» **Things to do**:
**1.** Answer these questions about the blog post excerpt:
(a) What overall score did he get?
(b) Which work by Bellamy does a commenter mention?
(c) What other name for Tuberculosis does a commenter give?
**2.** Rewrite the stretch of the blog post excerpt from "I wonder if" through "an upward surge?", swapping "2113" for "2213".

» **Text excerpt**:
No. Dead is still dead.

Overall he scored 5 out of 9. Not bad. Better than most 100-year forecasts.
     Posted By: Alex - Tue Jan 01, 2013
     Category: Utopias and Dystopias | Yesterday’s Tomorrows





Comments
This is cool--makes me think of Bellamy's "Looking Backward", which also predicted an amazing number of technological developments correctly.
I think the "Hidden Plague" might be Tuberculosis which was also called Consumption. Any other suggestions?
Posted by AlexM on 01/01/13 at 07:56 AM
I'm going to argue with you on the last one.... Doctors routinely "kill" patients on the operating table to replace hearts! ER docs also do some shocking things to the recently dead.

I wonder if anyone could do as well, today, predicting 2113. Have we hit a plateau? Will advancements stagnate once again as they've done time and time before or are we till on an upward surge?

(Point localization data)
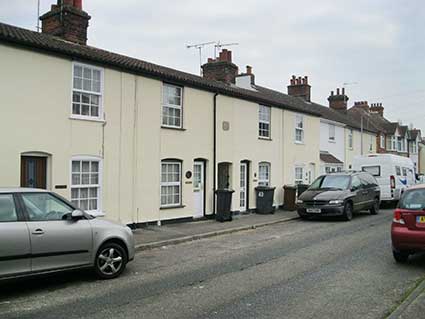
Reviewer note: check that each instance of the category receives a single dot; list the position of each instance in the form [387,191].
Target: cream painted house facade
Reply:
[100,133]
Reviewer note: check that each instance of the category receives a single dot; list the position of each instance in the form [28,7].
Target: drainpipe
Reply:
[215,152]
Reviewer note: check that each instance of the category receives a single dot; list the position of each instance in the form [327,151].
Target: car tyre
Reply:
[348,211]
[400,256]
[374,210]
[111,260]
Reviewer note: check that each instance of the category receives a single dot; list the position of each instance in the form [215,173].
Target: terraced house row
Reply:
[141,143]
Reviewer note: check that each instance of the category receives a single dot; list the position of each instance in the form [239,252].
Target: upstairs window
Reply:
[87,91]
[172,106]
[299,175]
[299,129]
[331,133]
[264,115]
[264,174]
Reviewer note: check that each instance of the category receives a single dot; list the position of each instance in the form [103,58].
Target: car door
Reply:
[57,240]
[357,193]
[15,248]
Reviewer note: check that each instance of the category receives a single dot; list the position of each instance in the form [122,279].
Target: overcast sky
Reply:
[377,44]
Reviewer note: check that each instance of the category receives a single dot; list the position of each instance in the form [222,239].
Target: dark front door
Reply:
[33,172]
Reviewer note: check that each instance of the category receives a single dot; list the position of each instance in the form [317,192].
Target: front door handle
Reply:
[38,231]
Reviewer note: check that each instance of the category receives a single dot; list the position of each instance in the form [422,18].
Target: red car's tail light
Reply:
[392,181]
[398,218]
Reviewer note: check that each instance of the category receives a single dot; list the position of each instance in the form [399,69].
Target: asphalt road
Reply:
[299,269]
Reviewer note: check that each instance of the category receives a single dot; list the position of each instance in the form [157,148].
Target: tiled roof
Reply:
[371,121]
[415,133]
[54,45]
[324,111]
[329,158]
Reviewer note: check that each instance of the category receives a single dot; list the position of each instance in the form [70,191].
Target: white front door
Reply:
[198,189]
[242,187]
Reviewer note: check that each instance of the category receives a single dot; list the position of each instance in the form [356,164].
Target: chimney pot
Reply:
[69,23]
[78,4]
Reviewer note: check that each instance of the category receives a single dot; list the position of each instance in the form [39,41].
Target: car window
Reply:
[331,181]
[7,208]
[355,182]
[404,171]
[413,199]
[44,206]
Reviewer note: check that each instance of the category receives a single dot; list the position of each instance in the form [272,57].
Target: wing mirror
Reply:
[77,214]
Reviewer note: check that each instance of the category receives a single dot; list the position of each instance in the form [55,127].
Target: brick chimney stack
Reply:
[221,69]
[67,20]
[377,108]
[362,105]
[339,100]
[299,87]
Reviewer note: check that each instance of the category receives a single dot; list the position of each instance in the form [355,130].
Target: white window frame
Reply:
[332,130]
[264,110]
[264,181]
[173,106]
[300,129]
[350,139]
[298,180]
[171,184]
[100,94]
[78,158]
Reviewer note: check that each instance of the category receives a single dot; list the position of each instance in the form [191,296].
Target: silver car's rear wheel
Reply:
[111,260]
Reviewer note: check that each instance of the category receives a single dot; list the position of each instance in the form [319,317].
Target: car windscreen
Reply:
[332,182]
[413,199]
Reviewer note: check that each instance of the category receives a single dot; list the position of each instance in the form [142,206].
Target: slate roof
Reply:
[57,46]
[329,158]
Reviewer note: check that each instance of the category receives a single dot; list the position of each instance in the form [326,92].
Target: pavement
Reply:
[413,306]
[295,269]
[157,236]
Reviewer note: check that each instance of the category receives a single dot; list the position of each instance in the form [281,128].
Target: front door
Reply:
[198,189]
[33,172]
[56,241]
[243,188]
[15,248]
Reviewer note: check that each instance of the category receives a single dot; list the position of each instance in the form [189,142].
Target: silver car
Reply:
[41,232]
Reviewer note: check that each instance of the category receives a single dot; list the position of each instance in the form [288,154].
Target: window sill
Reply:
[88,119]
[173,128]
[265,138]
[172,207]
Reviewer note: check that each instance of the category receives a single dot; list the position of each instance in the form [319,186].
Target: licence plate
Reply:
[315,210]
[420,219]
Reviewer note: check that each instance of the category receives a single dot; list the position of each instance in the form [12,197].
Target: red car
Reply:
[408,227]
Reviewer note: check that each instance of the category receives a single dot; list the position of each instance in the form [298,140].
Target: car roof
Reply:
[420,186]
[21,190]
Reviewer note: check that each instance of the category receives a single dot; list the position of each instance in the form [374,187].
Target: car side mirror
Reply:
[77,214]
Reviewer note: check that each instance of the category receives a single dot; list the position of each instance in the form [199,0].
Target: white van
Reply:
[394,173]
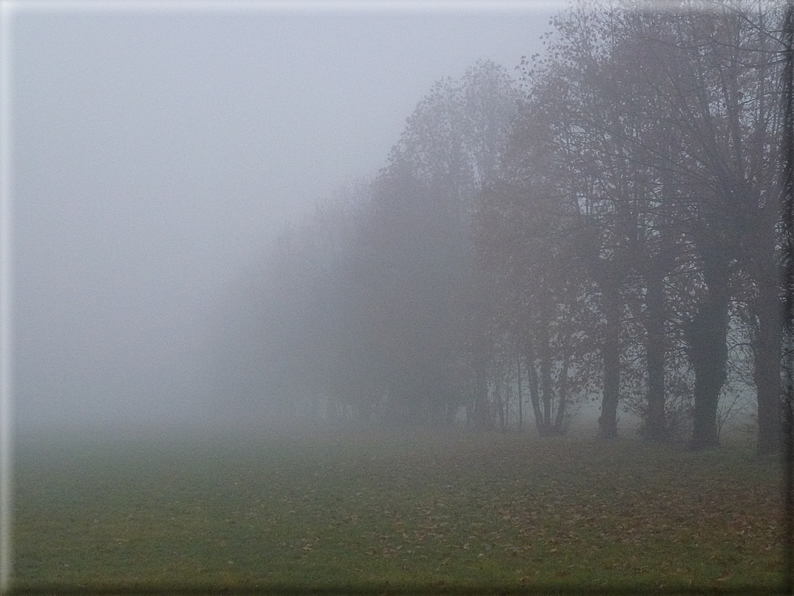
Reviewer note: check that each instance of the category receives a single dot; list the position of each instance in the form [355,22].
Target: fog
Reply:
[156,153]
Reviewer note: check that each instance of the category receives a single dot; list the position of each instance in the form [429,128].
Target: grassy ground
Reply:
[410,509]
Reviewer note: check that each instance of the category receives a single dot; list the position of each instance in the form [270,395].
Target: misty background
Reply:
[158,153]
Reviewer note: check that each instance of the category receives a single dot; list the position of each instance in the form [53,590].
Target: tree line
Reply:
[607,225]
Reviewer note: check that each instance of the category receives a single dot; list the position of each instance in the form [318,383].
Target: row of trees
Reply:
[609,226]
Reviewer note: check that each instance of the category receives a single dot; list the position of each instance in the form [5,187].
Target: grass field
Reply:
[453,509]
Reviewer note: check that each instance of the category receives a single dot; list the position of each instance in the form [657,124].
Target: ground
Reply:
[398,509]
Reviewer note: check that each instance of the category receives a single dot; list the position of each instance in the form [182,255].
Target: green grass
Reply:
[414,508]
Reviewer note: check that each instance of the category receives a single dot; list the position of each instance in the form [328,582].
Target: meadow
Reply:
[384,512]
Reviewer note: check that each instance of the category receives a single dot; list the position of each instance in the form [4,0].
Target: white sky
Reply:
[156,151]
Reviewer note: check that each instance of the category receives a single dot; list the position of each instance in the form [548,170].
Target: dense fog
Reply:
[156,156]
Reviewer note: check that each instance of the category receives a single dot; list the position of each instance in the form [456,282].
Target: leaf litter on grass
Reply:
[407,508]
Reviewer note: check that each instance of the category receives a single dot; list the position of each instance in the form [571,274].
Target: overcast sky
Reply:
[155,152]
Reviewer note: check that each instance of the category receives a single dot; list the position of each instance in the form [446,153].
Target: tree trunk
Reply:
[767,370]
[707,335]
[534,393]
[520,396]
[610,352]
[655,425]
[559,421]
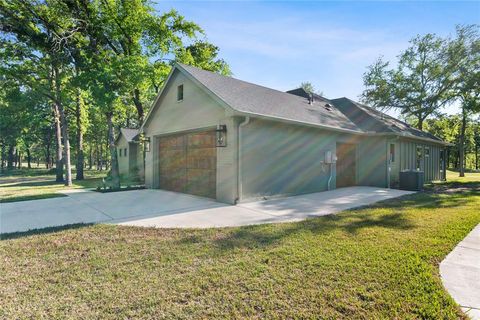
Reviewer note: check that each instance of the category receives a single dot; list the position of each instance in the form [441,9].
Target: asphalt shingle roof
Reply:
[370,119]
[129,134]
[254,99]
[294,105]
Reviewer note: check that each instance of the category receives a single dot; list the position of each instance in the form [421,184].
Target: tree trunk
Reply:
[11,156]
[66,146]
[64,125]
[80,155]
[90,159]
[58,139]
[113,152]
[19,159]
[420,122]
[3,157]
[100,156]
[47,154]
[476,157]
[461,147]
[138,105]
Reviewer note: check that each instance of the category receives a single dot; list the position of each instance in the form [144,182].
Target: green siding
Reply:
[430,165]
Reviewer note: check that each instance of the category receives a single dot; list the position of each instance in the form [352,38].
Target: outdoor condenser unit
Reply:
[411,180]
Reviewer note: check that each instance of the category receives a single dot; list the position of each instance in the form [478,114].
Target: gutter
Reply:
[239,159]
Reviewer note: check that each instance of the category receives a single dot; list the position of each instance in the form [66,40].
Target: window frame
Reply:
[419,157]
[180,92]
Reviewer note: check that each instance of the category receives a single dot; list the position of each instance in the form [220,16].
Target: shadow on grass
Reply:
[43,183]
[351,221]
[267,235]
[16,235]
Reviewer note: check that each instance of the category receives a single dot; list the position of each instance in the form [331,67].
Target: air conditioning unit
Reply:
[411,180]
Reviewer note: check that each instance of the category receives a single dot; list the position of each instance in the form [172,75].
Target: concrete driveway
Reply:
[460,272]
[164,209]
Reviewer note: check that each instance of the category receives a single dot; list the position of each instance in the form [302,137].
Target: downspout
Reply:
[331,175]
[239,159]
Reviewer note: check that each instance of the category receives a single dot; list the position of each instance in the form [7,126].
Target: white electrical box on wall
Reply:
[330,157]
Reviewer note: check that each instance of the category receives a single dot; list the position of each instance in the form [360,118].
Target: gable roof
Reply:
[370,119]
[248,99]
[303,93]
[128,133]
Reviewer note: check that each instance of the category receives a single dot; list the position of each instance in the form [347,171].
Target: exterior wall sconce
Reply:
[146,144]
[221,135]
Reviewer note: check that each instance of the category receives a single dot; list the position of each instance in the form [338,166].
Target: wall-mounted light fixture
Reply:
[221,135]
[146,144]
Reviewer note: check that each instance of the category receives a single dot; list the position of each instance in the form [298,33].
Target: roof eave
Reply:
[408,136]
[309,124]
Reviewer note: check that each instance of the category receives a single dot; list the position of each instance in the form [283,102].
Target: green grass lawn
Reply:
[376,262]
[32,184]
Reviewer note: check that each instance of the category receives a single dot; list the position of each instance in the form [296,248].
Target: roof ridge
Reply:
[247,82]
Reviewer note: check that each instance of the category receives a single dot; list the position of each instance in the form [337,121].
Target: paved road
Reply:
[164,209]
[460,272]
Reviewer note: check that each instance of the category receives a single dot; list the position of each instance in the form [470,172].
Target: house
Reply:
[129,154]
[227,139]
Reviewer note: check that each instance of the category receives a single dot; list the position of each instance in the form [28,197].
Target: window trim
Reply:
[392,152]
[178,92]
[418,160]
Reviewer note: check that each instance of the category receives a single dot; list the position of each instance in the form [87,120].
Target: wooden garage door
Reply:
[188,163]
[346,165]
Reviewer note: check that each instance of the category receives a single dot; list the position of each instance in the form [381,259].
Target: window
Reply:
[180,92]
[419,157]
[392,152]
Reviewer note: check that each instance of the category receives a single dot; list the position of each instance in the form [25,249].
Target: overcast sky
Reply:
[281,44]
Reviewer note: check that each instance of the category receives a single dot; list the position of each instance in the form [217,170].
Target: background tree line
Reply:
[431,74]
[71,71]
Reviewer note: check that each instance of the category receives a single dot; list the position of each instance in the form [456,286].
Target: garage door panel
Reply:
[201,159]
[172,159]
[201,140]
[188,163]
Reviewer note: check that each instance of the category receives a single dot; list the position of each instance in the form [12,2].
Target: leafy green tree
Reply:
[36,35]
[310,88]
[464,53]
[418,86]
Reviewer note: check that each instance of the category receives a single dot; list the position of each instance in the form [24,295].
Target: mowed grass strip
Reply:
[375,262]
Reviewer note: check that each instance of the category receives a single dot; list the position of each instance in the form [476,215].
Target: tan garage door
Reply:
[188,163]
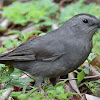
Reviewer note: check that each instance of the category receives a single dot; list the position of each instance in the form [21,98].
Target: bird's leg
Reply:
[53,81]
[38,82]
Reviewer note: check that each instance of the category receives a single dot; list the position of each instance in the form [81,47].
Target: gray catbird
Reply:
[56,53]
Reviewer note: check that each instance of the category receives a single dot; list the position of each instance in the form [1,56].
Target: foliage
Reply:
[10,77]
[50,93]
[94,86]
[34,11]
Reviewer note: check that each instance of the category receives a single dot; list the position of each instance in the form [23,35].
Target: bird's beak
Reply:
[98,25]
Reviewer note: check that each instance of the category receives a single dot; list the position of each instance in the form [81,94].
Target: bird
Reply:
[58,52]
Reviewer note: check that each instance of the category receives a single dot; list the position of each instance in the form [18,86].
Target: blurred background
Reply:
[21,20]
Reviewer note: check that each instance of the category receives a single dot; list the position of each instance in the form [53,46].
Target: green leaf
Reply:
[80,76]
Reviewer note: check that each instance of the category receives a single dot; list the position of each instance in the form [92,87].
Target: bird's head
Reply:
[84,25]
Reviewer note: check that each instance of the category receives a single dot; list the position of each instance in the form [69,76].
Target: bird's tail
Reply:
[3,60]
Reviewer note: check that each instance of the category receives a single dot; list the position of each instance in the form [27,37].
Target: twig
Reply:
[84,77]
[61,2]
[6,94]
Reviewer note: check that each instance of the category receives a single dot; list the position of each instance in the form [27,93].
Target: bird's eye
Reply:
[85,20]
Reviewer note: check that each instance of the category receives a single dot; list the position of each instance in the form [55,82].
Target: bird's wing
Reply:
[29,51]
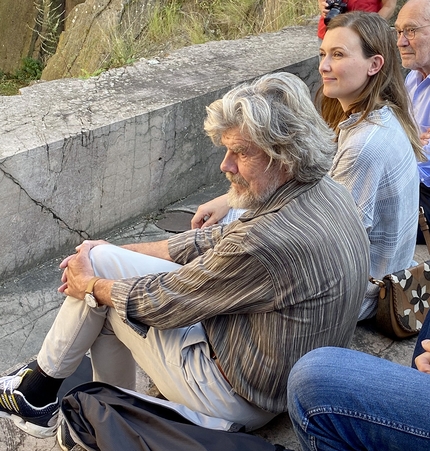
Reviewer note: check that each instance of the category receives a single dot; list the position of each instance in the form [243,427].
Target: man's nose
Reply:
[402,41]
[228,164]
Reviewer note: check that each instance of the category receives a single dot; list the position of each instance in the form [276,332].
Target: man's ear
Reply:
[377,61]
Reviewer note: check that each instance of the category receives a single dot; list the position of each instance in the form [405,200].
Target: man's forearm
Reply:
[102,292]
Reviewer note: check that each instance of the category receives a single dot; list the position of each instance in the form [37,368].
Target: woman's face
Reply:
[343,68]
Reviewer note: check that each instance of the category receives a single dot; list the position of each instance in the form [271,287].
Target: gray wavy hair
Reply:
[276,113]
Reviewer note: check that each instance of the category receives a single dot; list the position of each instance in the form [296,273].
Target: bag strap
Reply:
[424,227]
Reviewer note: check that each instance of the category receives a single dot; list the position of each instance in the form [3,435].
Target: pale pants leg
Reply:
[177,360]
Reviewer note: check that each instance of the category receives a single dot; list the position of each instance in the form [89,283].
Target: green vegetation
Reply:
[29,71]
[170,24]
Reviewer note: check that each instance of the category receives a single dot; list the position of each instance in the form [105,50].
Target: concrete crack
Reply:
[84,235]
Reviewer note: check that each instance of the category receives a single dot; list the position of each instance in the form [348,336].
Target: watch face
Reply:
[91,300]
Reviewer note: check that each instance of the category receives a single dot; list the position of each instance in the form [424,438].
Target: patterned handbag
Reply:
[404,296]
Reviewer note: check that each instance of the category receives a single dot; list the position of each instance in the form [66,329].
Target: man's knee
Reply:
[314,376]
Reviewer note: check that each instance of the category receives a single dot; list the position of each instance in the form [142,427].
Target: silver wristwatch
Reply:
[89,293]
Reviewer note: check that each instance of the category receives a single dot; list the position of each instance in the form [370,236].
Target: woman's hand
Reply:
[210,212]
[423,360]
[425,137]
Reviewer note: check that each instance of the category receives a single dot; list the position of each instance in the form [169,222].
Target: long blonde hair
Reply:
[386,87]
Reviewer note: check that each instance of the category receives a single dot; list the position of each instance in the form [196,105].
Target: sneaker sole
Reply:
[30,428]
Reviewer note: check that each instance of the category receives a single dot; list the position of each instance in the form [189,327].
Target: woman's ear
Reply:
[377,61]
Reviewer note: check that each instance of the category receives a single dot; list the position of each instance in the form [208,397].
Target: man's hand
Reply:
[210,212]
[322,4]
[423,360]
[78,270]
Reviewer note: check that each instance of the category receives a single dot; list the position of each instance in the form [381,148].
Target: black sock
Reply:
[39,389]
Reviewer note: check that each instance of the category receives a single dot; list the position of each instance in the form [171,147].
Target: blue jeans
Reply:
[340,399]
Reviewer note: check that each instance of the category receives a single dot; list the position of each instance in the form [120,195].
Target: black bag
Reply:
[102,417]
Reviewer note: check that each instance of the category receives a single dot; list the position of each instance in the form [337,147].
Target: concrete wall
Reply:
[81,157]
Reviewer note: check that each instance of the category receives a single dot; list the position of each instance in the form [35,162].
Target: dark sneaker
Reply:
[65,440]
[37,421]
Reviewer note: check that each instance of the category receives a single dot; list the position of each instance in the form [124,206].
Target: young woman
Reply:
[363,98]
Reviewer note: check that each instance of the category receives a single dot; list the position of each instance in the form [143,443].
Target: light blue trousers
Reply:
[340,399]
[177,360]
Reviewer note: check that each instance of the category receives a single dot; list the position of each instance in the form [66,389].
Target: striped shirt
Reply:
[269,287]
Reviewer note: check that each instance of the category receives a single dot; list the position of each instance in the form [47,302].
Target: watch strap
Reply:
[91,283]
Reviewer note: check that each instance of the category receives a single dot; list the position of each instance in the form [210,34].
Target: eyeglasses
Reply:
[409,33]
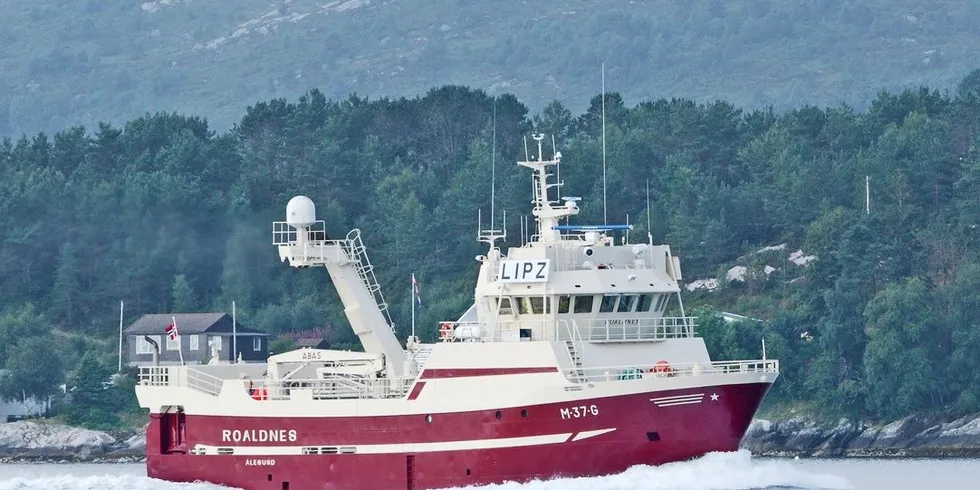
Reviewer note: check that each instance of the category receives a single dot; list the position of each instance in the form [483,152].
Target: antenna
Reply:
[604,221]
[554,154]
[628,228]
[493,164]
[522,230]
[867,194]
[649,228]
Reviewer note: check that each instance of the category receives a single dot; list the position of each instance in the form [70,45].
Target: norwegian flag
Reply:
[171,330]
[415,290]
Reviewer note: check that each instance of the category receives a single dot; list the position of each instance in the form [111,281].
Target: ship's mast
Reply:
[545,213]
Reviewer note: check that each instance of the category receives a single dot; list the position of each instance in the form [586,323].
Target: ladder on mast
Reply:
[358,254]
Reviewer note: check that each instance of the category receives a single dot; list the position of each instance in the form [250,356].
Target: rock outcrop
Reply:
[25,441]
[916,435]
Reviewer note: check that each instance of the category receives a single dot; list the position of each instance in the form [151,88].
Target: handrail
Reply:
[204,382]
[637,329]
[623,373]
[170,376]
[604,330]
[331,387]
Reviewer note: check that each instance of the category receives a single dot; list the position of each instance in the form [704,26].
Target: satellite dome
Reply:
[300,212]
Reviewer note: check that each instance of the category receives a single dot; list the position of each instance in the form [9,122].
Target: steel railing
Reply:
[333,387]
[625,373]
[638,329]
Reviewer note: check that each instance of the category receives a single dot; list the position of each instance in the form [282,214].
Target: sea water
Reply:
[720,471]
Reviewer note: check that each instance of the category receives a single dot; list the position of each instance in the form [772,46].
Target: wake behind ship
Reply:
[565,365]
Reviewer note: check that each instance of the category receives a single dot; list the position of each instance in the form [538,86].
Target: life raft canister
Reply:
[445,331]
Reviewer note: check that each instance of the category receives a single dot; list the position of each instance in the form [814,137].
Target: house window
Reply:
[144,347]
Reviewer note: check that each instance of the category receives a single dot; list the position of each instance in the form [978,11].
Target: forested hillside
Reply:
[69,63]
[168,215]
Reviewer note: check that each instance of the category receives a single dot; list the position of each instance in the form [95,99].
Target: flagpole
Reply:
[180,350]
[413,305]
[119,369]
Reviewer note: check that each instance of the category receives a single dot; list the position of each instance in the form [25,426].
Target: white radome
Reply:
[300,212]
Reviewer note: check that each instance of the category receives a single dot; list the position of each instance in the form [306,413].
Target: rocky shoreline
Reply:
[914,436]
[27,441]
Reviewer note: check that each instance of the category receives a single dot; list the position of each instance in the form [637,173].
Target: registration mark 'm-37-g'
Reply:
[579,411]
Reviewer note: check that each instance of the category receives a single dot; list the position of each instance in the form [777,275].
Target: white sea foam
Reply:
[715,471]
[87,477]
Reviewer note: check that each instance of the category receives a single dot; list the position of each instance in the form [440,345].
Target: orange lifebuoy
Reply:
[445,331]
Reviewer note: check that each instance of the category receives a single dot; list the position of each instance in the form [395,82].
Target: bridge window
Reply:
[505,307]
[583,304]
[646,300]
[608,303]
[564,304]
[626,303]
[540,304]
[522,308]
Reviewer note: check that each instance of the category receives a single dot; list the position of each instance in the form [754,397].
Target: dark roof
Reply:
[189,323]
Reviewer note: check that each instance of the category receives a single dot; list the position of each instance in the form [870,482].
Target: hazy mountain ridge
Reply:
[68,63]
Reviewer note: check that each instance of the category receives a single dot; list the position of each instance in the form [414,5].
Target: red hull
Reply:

» **Solution list**:
**1.**
(a) 5 out of 9
(b) "Looking Backward"
(c) Consumption

**2.**
I wonder if anyone could do as well, today, predicting 2213. Have we hit a plateau? Will advancements stagnate once again as they've done time and time before or are we till on an upward surge?